'''

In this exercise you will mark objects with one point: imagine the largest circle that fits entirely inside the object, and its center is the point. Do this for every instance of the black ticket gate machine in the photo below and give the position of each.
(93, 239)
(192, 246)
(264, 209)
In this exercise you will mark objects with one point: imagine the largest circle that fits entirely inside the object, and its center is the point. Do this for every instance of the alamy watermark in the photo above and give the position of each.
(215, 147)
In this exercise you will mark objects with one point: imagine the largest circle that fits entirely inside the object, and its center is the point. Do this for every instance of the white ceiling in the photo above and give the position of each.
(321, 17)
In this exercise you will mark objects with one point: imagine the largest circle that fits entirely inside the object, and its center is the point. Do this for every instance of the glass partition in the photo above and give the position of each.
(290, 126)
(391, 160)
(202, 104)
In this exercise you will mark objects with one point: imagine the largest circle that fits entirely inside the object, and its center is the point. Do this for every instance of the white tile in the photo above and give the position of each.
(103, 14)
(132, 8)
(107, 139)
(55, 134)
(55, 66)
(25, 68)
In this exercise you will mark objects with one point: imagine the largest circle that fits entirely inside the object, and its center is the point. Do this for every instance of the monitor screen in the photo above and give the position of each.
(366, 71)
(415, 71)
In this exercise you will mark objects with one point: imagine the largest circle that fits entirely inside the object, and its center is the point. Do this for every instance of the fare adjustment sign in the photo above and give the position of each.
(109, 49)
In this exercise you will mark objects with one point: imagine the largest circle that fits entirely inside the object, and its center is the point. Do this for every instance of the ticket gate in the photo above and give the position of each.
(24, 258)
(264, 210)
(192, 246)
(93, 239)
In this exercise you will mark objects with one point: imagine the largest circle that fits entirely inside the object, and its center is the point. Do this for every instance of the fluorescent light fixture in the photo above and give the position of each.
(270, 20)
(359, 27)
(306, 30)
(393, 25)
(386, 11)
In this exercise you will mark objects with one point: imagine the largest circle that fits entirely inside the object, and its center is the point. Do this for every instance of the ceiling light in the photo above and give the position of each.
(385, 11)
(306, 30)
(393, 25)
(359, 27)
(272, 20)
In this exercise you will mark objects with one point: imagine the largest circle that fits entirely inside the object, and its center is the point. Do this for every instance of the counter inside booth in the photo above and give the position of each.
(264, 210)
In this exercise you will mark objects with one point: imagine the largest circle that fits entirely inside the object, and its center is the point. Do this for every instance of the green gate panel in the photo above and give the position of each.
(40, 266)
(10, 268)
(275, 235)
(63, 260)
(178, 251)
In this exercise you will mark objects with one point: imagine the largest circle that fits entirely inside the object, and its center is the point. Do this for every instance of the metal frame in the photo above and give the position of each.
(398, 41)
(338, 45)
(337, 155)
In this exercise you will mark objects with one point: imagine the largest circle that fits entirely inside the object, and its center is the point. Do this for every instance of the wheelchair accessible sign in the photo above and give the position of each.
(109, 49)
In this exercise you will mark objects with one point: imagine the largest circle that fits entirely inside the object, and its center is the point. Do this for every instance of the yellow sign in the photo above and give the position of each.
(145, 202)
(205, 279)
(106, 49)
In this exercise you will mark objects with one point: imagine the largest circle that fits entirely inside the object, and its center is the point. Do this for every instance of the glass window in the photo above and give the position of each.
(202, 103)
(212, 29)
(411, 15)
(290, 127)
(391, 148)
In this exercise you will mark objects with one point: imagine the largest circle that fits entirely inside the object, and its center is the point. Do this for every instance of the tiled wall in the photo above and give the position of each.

'''

What is asked
All the entries above need to be reproduced exactly.

Answer
In this exercise you will mark objects with one point: imagine the largest circle that fits entirely inside the object, and its center is the point. Do this for every instance of the black ticket gate machine in the photo below and give the position of each.
(93, 239)
(192, 246)
(264, 209)
In this exercise you will mark objects with one point: imagine the largest circle that fits entirely inside the object, and its center is the point. Do this for every instance of the alamy watermark in the photo above and give the position of each.
(215, 147)
In this exercise you will mark objects with one point: imagine the largest circle that fits entirely inside the object, and its center is the point. Do this for every instance of the white ceiling in the photo above and give the position of each.
(321, 17)
In this exercise you will mark objects with one point: imagine the largest circle that fits entirely inside the object, and its center is the point. Do this for every instance of the glass partition in the photo above and give the position of each.
(290, 126)
(391, 160)
(202, 104)
In this exercise you will mark objects with one point: imagine the largest circle that fits entirely inside the object, and its center is the point. Do this for every instance of the white tile in the photo above and give the position of each.
(103, 14)
(132, 8)
(107, 139)
(55, 134)
(55, 66)
(25, 68)
In this exercise you will mark objects with one point: imagine the largest circle that fits entirely inside the object, and its center is the point. Do this for every instance of the monitor screen in the photo above and give the position of each.
(366, 71)
(415, 71)
In this exercise you will mark objects with one point: imagine the largest circle that fits entirely inside the object, and its center is the point. Do this for every instance of the fare adjustment sign in the photo above and give the position of each.
(109, 49)
In this exercise you will mark objects with one point: imagine the largest circle that fits entirely inside the object, and its center is the point. Do this for every instance of the ticket gate in the photo above and give the position of each.
(24, 258)
(264, 210)
(192, 246)
(93, 239)
In this exercise you will mark objects with one point: imagine the largest circle that fits entirely inside the object, and its center is the point. Do this for every instance of the fluorescent light fixture in the photo above and give the position of each.
(270, 20)
(359, 27)
(306, 30)
(393, 25)
(386, 11)
In this exercise you will mark objects with one point: imagine the largest circle that fits entirely inside the object, and its center is the point. Do this for every instance of the ceiling light in the photo above and give the position of each.
(385, 11)
(306, 30)
(393, 25)
(359, 27)
(272, 20)
In this exercise you will mark objects with one point: imagine the largest circle that fits entirely inside the object, and its center is the point. Do this for every instance of the counter inside booth in the photo above and give the position of each.
(264, 210)
In this exercise you will mark objects with one point: imagine the largest circle that fits entirely inside the object, and its center is the point. Do this for every instance of the green gate panel in the photo above and give the position of each.
(40, 266)
(10, 268)
(275, 235)
(63, 260)
(178, 251)
In this exercise you will mark objects with one point: imagine the largest circle that fits entirely inside the object, and its center is the point. Do this for every instance of the metal frame in the photo above and give the position of each.
(398, 41)
(338, 45)
(337, 155)
In this exercise you will mark objects with one point: imagine the largest circle that fits entirely inside the object, and its center is the point. Do this for every instance of the wheelchair accessible sign in the photo above and give the position of each.
(109, 49)
In this exercise you will mark objects with one point: imagine the largest circle that fits entirely inside the object, and its center is the point. Do this for every instance of the yellow sign in the photo above and give the position of each.
(145, 202)
(205, 279)
(106, 49)
In this exercise you will mark objects with one point: imagine the largest circle that fits entirely inside the object, and its center is the point. Do this for every instance of the glass window in the photo above and give the position of each.
(202, 103)
(212, 29)
(411, 15)
(290, 127)
(391, 148)
In this exercise you will mark objects with one point: imagine the largest circle that fits entirely inside the object, and its center is the point. Do this for every instance of the tiled wall in the photo above and give the position of each.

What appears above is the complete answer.